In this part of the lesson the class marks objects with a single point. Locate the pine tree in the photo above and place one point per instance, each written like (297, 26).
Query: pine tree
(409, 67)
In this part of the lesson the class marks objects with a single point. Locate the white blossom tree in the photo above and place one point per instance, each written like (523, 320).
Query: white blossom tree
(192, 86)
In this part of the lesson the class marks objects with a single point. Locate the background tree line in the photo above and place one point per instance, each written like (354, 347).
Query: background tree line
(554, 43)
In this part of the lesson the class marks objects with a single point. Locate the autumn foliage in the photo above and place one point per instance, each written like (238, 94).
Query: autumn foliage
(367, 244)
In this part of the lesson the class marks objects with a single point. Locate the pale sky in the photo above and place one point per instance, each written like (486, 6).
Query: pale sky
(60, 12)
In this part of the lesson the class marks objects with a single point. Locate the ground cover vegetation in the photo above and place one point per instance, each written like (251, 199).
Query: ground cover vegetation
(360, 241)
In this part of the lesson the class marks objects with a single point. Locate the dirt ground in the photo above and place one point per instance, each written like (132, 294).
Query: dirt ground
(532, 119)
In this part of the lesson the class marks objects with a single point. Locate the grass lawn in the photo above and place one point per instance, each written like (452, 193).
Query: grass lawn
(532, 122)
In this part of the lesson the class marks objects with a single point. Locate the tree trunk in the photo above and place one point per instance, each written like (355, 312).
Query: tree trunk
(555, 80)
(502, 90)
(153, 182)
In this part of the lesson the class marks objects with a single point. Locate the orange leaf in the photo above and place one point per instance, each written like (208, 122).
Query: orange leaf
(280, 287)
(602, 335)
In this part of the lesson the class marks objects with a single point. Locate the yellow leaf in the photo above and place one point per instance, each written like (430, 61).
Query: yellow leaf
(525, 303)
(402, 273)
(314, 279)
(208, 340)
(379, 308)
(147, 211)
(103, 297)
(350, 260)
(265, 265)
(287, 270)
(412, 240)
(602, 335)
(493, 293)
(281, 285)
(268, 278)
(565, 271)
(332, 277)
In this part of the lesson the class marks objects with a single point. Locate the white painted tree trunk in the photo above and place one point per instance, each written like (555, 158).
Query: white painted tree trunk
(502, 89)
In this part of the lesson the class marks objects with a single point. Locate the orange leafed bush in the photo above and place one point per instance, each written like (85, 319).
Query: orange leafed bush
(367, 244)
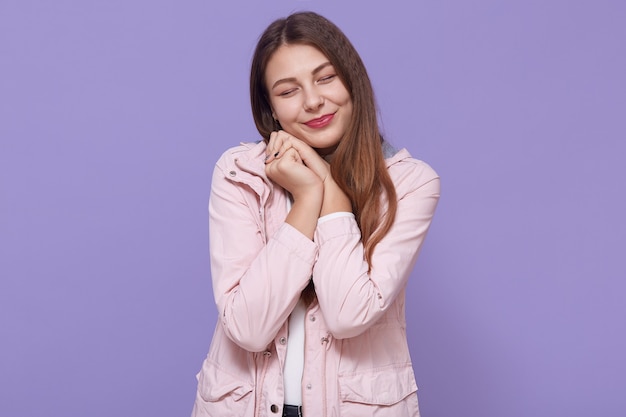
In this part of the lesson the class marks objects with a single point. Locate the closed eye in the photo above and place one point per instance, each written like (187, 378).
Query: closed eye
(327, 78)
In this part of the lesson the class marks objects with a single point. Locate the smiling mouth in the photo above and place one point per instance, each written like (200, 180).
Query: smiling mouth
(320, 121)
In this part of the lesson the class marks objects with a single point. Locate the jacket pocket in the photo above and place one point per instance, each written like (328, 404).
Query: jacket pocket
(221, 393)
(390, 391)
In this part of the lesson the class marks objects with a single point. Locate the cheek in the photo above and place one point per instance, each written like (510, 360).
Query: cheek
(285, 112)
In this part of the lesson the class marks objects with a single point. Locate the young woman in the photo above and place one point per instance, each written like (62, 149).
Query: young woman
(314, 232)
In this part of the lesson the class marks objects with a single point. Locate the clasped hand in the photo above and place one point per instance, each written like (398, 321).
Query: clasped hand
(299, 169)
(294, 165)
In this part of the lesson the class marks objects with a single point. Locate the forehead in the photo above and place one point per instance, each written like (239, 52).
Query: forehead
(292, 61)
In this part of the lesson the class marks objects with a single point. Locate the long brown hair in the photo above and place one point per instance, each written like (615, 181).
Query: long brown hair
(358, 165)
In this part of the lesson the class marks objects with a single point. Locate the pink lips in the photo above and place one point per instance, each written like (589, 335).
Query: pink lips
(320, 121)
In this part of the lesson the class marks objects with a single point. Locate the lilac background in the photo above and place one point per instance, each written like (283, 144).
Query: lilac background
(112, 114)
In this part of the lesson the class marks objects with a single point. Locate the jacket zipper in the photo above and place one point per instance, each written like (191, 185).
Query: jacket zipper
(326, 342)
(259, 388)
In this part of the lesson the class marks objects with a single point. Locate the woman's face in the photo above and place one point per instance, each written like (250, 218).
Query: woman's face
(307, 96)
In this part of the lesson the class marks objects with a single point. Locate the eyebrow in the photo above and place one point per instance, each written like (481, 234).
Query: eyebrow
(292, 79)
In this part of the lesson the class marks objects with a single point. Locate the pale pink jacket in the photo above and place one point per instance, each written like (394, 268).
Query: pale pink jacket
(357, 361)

======

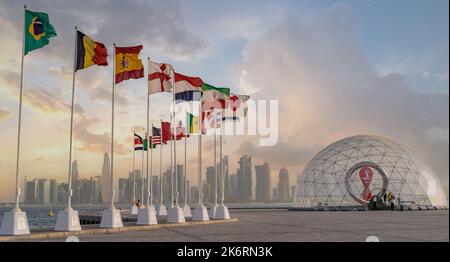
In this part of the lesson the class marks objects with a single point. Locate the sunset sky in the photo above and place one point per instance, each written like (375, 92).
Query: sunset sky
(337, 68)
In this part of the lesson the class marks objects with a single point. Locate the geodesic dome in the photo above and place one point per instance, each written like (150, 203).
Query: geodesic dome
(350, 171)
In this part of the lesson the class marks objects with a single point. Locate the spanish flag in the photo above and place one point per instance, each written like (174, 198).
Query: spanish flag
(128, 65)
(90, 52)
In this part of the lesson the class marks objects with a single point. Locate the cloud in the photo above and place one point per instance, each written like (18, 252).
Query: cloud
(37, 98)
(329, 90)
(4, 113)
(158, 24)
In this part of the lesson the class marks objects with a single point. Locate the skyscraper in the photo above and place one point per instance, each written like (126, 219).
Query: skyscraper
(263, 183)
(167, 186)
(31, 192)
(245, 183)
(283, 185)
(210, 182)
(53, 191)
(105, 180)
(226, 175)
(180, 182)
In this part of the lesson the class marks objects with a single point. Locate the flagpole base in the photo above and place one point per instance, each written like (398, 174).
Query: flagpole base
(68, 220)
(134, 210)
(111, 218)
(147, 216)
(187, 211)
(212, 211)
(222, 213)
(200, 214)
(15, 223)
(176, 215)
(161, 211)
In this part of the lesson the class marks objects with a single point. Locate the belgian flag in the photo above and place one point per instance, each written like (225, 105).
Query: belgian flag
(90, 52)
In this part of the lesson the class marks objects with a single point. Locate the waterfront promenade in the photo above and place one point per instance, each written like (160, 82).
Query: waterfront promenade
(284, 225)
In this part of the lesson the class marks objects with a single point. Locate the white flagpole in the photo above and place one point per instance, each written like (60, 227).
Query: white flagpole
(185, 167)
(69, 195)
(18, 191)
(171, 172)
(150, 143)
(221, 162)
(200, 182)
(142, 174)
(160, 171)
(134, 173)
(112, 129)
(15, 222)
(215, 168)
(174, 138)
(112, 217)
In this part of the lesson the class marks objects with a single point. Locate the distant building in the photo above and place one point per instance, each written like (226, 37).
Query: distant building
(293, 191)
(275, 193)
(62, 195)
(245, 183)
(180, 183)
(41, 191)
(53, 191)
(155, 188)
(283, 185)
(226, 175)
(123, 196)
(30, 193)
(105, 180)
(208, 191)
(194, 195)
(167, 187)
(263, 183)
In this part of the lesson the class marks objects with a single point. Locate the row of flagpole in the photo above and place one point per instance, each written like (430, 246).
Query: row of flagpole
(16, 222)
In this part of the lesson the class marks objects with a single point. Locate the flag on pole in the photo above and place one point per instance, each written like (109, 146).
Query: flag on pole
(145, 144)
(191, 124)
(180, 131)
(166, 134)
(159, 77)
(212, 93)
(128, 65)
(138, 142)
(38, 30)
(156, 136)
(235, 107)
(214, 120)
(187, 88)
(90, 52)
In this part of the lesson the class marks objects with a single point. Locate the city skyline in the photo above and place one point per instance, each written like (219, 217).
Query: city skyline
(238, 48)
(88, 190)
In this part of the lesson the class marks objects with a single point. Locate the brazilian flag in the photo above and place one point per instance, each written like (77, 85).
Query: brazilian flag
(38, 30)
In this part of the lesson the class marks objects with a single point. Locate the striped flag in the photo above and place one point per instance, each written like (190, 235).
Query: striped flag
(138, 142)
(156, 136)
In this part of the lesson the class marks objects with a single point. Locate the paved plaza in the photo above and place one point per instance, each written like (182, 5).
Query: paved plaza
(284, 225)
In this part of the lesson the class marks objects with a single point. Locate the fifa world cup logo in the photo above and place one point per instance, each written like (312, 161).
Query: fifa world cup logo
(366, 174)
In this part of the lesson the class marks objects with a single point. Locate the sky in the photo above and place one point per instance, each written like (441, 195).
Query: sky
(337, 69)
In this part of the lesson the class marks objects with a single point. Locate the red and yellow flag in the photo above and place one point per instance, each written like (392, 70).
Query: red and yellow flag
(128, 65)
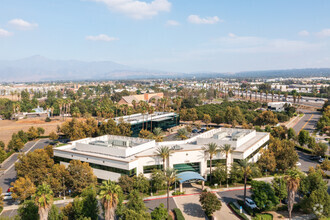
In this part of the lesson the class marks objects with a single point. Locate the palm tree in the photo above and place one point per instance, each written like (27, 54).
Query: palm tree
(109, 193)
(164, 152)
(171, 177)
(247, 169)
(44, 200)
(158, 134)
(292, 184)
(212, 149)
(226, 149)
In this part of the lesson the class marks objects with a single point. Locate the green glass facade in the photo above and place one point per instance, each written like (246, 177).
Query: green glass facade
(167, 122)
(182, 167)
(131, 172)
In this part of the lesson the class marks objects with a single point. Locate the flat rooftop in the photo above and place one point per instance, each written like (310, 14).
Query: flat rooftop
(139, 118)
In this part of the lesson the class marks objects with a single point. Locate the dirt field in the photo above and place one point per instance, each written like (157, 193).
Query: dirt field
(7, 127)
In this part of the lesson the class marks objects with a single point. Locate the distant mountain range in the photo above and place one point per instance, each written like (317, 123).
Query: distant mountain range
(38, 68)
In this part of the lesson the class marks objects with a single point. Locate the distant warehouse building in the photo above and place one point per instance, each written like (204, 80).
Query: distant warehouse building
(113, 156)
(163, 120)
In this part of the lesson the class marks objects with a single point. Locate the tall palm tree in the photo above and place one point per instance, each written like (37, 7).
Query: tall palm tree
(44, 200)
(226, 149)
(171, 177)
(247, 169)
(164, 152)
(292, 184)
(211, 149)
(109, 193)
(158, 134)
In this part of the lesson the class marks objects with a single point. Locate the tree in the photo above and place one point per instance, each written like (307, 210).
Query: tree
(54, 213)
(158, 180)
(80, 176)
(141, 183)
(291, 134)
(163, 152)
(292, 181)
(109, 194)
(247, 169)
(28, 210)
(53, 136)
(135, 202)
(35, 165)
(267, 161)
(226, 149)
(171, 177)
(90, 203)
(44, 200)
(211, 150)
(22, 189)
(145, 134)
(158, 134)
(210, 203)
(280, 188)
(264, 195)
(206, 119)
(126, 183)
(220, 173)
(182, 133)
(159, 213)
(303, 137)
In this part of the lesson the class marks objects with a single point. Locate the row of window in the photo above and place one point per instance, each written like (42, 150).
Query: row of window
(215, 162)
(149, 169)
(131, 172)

======

PROBLEM DETAILS
Please list each line of the material above that contains the word "dome".

OUTPUT FOR THIS TASK
In this part of the lesson the class marks objects with a single point. Locate the geodesic dome in the photo above and place one point per instance, each written like (150, 203).
Query: geodesic dome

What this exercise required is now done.